◆ The task ◆
Edit the lines below so that every occurrence of "scouting log" reads "survey record", and leave all other text unchanged. Omit the pictures from your answer.

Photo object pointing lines
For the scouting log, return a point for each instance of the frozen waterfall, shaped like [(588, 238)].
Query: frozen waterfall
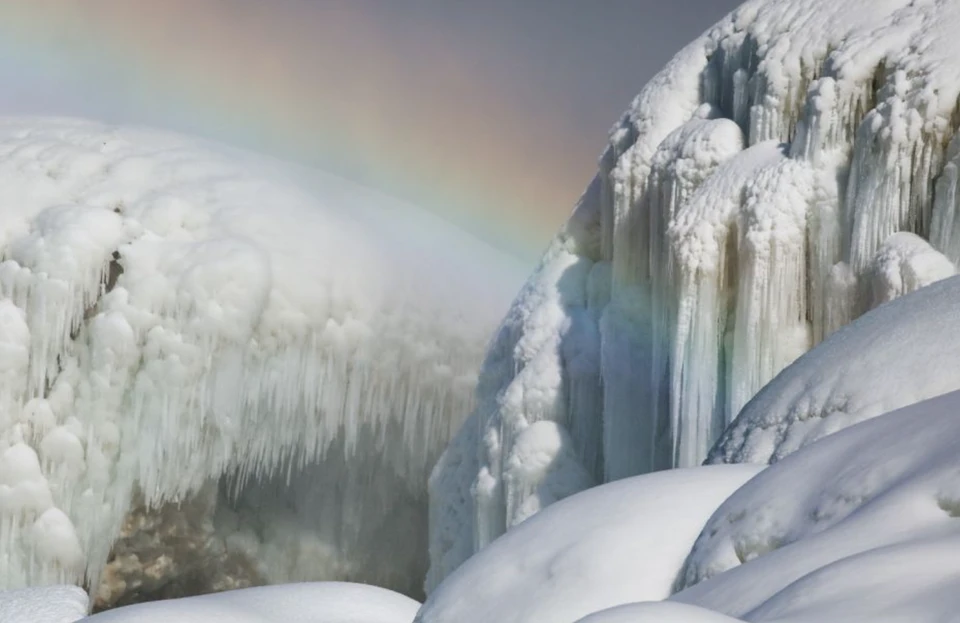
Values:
[(172, 311)]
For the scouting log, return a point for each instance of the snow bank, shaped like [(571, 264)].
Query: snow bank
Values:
[(618, 543), (860, 526), (786, 172), (171, 311), (44, 604), (325, 602), (901, 353)]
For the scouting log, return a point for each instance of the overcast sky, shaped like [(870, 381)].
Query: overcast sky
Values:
[(492, 107)]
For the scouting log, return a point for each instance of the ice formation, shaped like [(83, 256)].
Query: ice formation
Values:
[(172, 311), (861, 525), (45, 604), (901, 353), (618, 543), (307, 602), (786, 172)]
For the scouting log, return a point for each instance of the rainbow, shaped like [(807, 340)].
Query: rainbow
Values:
[(316, 83)]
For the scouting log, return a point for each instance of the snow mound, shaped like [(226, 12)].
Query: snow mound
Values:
[(863, 525), (323, 602), (657, 612), (44, 604), (792, 168), (171, 311), (901, 353), (617, 543)]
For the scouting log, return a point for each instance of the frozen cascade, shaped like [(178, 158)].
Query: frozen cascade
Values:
[(787, 171), (173, 311)]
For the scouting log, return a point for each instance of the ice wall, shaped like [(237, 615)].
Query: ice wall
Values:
[(172, 311), (778, 178)]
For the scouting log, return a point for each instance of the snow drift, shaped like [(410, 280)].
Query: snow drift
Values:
[(791, 169), (172, 311), (861, 525), (618, 543), (894, 356)]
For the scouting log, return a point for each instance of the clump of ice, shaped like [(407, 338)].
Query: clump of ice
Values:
[(172, 311), (792, 168)]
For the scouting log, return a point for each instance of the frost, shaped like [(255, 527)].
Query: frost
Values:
[(785, 173), (172, 312)]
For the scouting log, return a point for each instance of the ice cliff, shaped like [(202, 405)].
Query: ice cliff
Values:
[(791, 169), (172, 311)]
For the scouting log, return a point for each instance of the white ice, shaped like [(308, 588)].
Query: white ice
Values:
[(172, 311), (859, 526), (791, 169), (898, 354), (617, 543), (311, 602), (44, 604)]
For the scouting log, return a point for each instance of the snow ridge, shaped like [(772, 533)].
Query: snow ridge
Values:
[(171, 312)]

◆ Result of this task ◆
For the survey record, return a point for each instance of the frozen waterfall, shaped like [(588, 238)].
Query: frozen waterfall
Values:
[(172, 311)]
For the survey record, return a point for each instance of the snow bank, shaped like [(571, 264)].
Query: snow bank
Values:
[(618, 543), (860, 526), (786, 172), (171, 311), (44, 604), (325, 602), (901, 353)]
For the survey record, return a point for each instance of the overcast sky, shaped like [(870, 381)].
Query: overcast sky
Values:
[(492, 107)]
For the survey record, return a point for each instance of the ice formation, shaped like [(83, 256)].
Query: ice formation
Values:
[(172, 311), (861, 525), (45, 604), (901, 353), (618, 543), (307, 602), (786, 172)]
For the survey record, return a point for each instance of the rainbow, shaped like [(807, 340)].
Query: rainbow
Values:
[(316, 83)]
For the survey record, return a point for each instance of the snow mound, shaped like [(226, 12)].
Query: snow mound
Values:
[(863, 525), (323, 602), (657, 612), (44, 604), (792, 168), (171, 311), (901, 353), (617, 543)]
For the survey record, return a point for each instance of the frozen cascade, shaped like [(178, 158)].
Query: frozen cascade
Values:
[(787, 171), (173, 311)]
For the survey record, return a point for each instance of the ice wall, shaped like [(237, 615)].
Query: ice wall
Values:
[(172, 311), (778, 178)]
For the survey record, return a point for each instance of the snow drift, shaped like [(410, 280)].
Query: snow drift
Values:
[(791, 169), (172, 311), (861, 525), (618, 543), (894, 356)]
For the survey record, return a point for each instance of the clump of ice, shaped like [(407, 338)].
Query: clump of ice
Values:
[(172, 311), (792, 168)]
For the survey record, return a point for each instance of the frost, shaped like [(255, 527)].
Query: frost
Values:
[(785, 173), (172, 312)]
For the survey record, return a point for each instance of the ice cliff, shaped like [(202, 405)].
Query: ice cliff
Values:
[(791, 169), (172, 311)]
For the survey record, return a point for each instance of the white ice, shaped like [(308, 588)].
Query: white ice
Values:
[(172, 311), (859, 526), (791, 169), (898, 354), (617, 543), (311, 602), (44, 604)]
For the survey record, return a point for each instance of the snow ridge, shaped like [(772, 533)].
Query: snow ridge
Values:
[(171, 312)]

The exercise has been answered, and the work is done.